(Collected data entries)
+ + + + + + +
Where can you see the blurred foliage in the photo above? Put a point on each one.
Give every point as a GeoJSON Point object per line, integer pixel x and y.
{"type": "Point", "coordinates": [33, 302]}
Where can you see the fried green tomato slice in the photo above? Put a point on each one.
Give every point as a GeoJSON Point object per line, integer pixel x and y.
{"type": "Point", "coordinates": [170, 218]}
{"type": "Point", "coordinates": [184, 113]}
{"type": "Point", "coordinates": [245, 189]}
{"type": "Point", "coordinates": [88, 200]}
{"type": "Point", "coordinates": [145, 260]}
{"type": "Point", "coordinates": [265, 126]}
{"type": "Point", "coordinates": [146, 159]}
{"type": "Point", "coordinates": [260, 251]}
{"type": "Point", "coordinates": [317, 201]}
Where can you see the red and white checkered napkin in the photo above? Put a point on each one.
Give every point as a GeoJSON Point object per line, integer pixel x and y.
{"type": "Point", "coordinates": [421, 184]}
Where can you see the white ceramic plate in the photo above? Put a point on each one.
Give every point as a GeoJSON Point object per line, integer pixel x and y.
+ + + + + + +
- _To be done_
Reproduce the rows starting with the line containing "Where can you see the red" and continuing through the end of the rows, with every character unchanged.

- _Solution_
Where can you see the red and white checkered napkin in the photo above? Put a point on each one.
Give every point as a GeoJSON Point object per line, integer pixel x and y.
{"type": "Point", "coordinates": [421, 184]}
Where can you see the white ceramic plate in the photo above? Put a point on each one.
Give every point as a GeoJSON Point object per line, integer pixel x and y.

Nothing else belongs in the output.